Small Business Tax Deduction Strategies: 13 tips on Section 179 depreciation, home office write-offs for the self-employed, tax deductions for business vehicles, rental property depreciation and real estate capital gains tax
Savvy small business owners take a proactive approach to seizing all the business tax deductions they’re legally entitled to under current tax law. Don’t add to your tax bill by overlooking crucial write-offs.
Small Business Tax Deduction Strategies lays out 13 shrewd tax-planning moves you can make to reap the biggest tax savings. Learn how recent tax law changes affect the Section 179 deduction and bonus depreciation, and how to maximize home office write-offs, tax deductions for business vehicles and business travel, and tax shelters in investment property.
Small Business Tax Deduction Strategies #1
Section 179 depreciation: Tap into major tax savings
Over the past few years, Congress has enacted extremely favorable rules that expand first-year depreciation write-offs for small businesses.
For most small businesses, the best tax law change in recent years is the huge increase in the Section 179 first-year depreciation allowance. A business can immediately deduct 100% of the cost of most new and used business personal property.

· · ·

REQUIREMENT 1 >> Recast the paragraph in the tax deduction passage that begins "Small Business Tax Deduction Strategies lays out" as a short bulleted list that keeps its main facts.
REQUIREMENT 2 >> According to the tax deduction passage, what share of the cost of most new and used business personal property can a business deduct immediately?
REQUIREMENT 3 >> Carry the tax deduction passage forward from its final sentence, adding the text that would follow it.

EXTRACTED DATA >>

· · ·

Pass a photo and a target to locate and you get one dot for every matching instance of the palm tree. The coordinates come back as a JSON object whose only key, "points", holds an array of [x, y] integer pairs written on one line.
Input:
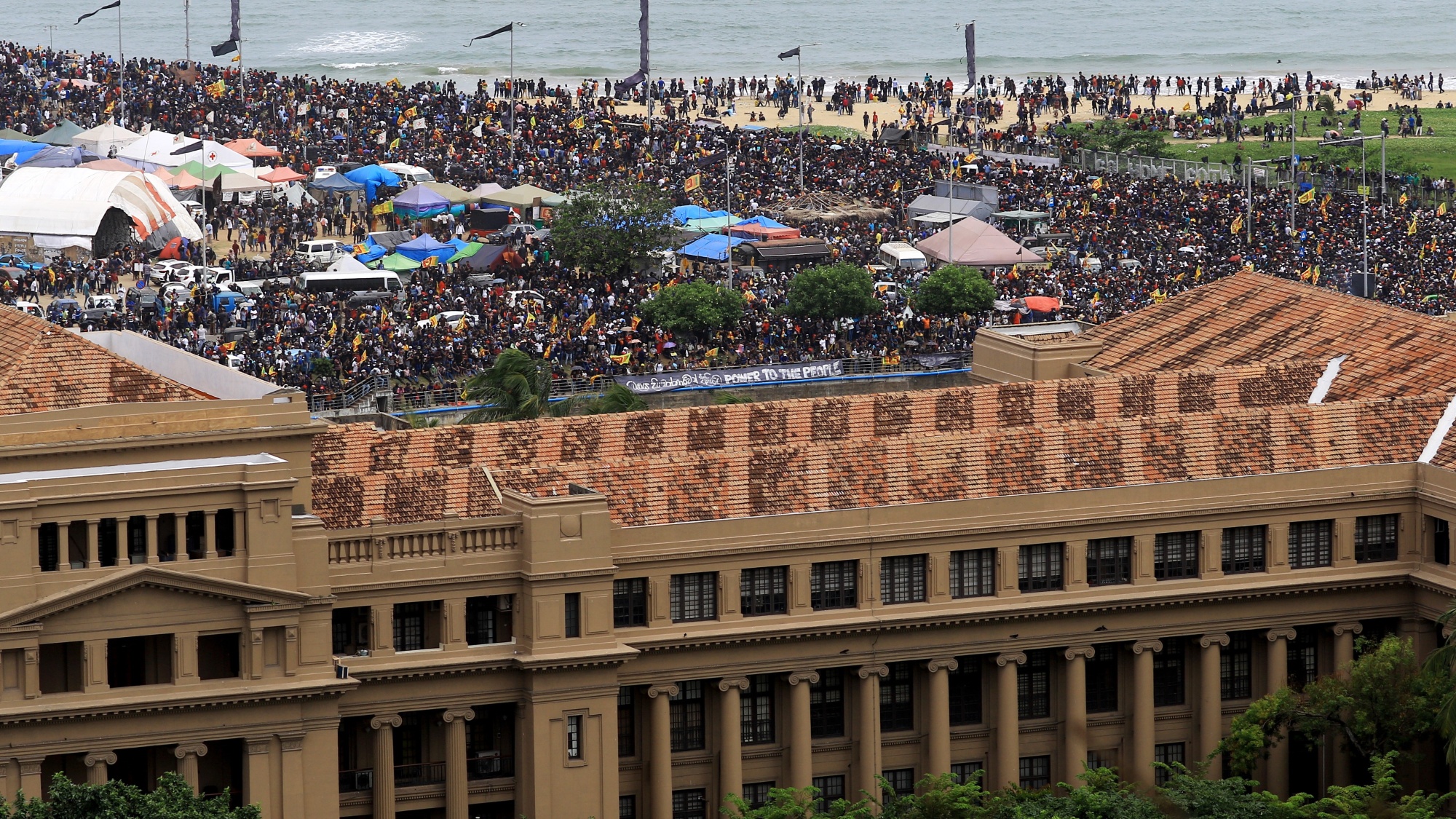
{"points": [[518, 388], [617, 398]]}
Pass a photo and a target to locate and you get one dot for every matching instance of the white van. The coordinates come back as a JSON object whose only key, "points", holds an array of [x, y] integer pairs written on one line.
{"points": [[408, 174], [333, 282], [901, 256], [321, 251]]}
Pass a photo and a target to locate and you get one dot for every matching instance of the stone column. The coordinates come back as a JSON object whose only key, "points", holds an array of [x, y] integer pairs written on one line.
{"points": [[730, 737], [867, 730], [458, 780], [31, 775], [385, 726], [187, 761], [210, 535], [802, 730], [1141, 767], [97, 762], [1345, 654], [1075, 740], [1211, 698], [92, 542], [180, 535], [1007, 749], [1276, 771], [152, 539], [660, 761], [260, 780], [938, 714]]}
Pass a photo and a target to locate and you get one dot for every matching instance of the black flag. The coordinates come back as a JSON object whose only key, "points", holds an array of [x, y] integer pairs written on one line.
{"points": [[970, 56], [503, 30], [117, 5]]}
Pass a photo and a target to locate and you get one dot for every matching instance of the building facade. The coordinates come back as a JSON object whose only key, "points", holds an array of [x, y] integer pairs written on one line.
{"points": [[634, 615]]}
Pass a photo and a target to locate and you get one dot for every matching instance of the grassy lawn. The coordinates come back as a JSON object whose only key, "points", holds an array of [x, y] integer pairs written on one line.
{"points": [[1435, 155]]}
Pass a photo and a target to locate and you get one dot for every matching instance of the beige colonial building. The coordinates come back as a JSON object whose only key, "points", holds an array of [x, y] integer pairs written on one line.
{"points": [[1099, 558]]}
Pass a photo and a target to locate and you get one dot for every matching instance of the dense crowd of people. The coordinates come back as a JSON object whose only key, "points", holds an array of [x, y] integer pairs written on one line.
{"points": [[1122, 242]]}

· · ·

WRITTEN RESPONSE 1 >>
- Presents 13 tax-planning moves for the biggest tax savings
- Explains how recent tax law changes affect the Section 179 deduction and bonus depreciation
- Shows how to maximize home office write-offs
- Covers tax deductions for business vehicles and business travel
- Covers tax shelters in investment property

WRITTEN RESPONSE 2 >> 100% of the cost.

WRITTEN RESPONSE 3 >>
The maximum Section 179 was gradually increased from $25,000 to $250,000 for 2009. Then the Small Business Jobs Act of 2010 doubled this amount to $500,000 for 2010. Under the 2010 Tax Relief Act, the maximum deduction was set at $125,000 (subject to inflation indexing). But after 2012, the allowance was scheduled to revert to $25,000. But then, the American Taxpayer Relief Act of 2012 (ATRA) came to the rescue. It preserved the maximum $500,000 deduction for two years, retroactive to Jan. 1, 2012, and through Dec. 31, 2013.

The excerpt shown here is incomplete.